■ Requirements ■
Quote the entries below word for word, from the line containing "Each instance of the young" through the last line of the entries.

# # # #

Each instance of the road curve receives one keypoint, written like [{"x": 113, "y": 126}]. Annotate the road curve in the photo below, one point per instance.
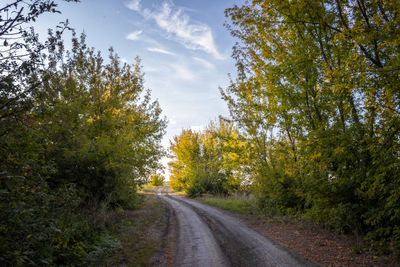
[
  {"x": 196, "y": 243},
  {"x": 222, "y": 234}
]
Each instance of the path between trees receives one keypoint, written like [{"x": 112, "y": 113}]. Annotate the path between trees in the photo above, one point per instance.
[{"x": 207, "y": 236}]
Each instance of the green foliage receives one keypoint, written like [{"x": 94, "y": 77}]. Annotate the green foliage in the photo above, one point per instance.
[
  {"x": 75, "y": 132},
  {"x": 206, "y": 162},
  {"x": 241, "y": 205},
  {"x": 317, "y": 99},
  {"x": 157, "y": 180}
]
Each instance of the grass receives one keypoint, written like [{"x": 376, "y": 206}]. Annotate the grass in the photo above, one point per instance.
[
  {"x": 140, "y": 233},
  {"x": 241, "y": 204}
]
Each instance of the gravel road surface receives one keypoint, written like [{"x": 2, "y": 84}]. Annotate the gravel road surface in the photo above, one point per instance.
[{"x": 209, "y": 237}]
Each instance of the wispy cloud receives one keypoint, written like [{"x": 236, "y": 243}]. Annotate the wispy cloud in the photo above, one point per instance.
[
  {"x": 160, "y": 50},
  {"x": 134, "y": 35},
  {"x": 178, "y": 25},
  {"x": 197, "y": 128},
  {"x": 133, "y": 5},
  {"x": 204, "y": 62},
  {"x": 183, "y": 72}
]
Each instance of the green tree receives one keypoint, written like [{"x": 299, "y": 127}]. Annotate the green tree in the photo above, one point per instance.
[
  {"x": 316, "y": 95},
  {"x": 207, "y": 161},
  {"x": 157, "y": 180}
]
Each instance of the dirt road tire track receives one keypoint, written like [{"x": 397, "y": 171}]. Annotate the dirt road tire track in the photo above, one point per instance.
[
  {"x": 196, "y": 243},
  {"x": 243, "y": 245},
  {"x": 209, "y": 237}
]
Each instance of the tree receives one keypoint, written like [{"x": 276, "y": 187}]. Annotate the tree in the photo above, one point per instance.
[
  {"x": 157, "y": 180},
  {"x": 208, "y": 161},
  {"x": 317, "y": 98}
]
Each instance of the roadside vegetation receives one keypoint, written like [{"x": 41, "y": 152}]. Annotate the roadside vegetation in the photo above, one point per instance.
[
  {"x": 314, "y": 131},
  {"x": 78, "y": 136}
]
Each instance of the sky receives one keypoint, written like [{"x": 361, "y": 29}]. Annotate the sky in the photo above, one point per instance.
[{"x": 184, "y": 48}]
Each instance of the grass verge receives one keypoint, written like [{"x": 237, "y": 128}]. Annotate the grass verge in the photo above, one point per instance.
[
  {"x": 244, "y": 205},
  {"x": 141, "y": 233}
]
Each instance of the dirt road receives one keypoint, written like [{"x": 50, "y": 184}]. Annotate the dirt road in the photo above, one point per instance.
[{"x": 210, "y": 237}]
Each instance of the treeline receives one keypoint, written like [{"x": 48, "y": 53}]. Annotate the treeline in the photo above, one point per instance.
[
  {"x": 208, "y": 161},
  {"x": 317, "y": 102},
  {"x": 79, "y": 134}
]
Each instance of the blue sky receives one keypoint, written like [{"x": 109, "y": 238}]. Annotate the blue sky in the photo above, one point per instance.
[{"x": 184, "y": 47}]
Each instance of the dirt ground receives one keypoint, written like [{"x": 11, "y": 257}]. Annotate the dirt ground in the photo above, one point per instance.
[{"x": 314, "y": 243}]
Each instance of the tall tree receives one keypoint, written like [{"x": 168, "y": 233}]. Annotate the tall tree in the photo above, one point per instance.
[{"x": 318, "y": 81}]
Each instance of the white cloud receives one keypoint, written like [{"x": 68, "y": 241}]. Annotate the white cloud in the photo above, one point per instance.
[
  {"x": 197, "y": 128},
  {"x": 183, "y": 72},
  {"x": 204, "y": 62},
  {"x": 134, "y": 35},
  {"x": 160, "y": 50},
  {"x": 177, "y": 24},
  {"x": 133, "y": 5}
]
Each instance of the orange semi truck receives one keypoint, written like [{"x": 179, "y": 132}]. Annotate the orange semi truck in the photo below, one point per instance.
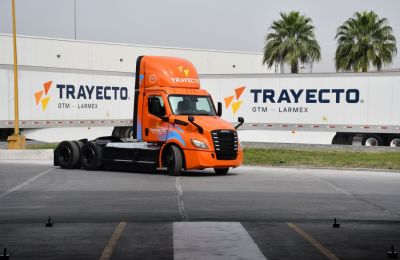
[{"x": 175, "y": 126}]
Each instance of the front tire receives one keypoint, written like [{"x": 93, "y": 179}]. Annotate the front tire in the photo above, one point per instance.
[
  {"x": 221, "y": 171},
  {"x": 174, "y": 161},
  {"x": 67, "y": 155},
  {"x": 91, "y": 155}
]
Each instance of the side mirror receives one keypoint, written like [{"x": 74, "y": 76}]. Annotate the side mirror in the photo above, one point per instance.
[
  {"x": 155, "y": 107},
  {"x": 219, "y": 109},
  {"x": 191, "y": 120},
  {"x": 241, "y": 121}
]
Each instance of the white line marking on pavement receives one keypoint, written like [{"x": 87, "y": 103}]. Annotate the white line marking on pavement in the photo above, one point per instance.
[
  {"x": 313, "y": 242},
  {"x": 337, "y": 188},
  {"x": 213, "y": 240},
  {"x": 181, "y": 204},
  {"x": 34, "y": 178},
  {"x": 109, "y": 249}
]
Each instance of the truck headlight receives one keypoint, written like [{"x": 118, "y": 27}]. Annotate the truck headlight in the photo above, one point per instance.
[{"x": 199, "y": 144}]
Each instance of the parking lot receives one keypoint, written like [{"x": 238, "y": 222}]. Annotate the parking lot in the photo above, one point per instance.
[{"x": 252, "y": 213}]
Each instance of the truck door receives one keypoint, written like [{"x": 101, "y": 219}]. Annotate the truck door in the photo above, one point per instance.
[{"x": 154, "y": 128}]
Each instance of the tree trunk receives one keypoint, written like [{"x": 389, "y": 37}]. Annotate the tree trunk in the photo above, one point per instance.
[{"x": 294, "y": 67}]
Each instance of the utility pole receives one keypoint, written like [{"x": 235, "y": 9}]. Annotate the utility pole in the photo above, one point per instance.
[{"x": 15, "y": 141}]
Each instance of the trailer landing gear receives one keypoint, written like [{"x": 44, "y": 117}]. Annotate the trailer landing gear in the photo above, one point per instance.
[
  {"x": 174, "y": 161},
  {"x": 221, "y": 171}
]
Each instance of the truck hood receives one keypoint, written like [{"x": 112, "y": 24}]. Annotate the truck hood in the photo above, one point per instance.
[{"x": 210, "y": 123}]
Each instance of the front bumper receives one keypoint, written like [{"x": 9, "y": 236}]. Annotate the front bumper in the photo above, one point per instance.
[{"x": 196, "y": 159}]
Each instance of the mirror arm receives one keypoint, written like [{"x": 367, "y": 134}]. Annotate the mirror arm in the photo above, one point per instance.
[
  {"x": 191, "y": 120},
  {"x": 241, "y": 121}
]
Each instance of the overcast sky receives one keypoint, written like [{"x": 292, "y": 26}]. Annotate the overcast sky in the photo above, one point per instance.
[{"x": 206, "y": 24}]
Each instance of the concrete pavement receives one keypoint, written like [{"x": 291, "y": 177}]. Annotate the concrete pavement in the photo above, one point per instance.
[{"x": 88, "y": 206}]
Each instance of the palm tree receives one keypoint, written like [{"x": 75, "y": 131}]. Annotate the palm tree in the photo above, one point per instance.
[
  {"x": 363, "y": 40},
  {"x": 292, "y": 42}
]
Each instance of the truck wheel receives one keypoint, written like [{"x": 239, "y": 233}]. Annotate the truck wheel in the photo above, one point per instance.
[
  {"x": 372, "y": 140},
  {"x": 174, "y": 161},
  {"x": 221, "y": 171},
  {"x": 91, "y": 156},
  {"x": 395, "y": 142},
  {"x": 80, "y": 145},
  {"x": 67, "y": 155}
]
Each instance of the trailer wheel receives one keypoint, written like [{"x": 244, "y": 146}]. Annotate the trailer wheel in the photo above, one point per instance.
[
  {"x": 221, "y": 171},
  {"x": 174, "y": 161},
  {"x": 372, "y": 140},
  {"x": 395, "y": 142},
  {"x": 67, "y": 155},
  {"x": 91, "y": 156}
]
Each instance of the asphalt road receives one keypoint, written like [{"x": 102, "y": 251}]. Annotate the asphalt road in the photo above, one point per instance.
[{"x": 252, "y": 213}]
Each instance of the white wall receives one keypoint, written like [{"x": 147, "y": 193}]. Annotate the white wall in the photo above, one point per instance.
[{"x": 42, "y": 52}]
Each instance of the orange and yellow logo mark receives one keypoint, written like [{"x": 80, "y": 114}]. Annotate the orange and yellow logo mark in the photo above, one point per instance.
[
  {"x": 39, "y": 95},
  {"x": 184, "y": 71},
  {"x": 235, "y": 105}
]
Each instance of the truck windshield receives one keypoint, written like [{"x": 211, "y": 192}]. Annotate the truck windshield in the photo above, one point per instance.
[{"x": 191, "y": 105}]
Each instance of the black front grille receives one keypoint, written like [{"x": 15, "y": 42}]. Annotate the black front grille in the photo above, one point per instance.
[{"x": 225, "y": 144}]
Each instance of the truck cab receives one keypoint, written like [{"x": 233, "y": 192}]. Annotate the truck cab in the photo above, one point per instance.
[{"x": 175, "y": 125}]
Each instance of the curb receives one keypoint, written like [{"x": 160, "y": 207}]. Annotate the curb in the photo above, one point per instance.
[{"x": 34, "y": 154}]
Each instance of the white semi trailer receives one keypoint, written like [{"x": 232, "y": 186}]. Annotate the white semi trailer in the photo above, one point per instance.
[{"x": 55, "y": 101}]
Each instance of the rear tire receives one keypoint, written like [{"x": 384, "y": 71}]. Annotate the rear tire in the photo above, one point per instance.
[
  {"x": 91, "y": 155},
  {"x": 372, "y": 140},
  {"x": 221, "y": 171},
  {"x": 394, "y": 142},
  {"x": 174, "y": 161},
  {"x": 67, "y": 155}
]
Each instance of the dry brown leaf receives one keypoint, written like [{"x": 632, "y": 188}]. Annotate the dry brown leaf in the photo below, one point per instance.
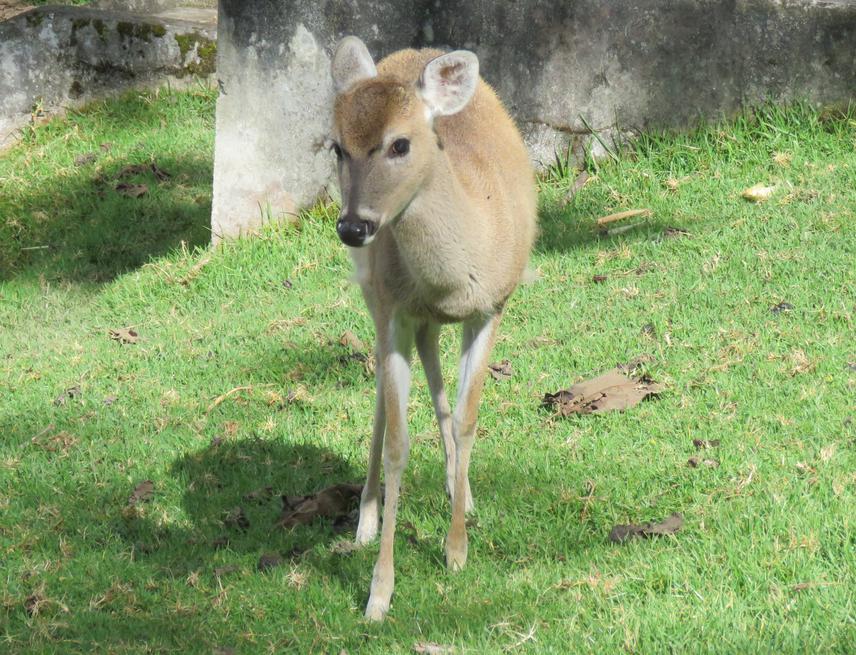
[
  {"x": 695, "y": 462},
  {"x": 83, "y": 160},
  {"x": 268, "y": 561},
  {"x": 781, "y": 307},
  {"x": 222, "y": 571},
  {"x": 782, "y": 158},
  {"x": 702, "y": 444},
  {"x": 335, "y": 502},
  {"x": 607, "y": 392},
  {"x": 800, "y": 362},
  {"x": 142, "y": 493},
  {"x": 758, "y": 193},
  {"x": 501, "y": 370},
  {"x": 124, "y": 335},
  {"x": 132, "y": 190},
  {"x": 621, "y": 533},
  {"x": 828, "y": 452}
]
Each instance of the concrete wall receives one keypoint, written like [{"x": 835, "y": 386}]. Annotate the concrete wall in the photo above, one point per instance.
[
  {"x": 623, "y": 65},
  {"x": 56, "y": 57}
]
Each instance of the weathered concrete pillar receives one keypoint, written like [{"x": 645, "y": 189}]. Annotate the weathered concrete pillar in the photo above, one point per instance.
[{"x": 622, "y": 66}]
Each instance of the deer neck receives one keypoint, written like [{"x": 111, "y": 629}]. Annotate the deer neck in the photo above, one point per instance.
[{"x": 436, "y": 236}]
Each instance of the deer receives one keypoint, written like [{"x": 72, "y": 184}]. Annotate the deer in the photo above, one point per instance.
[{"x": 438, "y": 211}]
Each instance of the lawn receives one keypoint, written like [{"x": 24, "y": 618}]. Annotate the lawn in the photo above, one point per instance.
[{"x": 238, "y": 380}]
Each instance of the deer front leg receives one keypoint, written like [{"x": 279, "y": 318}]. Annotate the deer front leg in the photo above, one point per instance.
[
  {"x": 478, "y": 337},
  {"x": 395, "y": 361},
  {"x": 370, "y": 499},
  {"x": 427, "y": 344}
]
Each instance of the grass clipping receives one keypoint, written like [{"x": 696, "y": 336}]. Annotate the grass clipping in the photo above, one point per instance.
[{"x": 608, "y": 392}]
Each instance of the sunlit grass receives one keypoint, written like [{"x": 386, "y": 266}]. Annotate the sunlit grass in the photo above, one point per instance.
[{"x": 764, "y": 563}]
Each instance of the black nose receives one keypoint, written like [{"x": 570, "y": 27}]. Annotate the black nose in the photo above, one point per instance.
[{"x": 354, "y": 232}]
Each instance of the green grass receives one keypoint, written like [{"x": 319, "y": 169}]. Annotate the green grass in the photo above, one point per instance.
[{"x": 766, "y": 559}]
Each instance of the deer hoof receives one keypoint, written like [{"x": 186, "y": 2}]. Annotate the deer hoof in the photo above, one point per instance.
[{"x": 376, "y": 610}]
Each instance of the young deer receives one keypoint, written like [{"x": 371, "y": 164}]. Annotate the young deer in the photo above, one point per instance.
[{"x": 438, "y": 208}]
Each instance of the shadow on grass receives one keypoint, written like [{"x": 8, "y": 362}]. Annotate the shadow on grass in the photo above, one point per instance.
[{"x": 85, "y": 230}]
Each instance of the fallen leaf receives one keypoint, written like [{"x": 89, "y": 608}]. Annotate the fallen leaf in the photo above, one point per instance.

# # # #

■ Final answer ■
Each instance of the young deer receives one keypoint, written like [{"x": 371, "y": 164}]. Annotate the young deer in the photo above, one point per instance.
[{"x": 438, "y": 208}]
Each instance of the shadow on grass receives one keypoint, written like [{"x": 8, "y": 362}]. Annotate the shadow on grass in the photo above, one point per instance.
[{"x": 85, "y": 230}]
Each instance of the fallen leaf receives one keypoint, written like [{"x": 89, "y": 608}]. Annotate the fallen leaf in the photo above, one point per instance.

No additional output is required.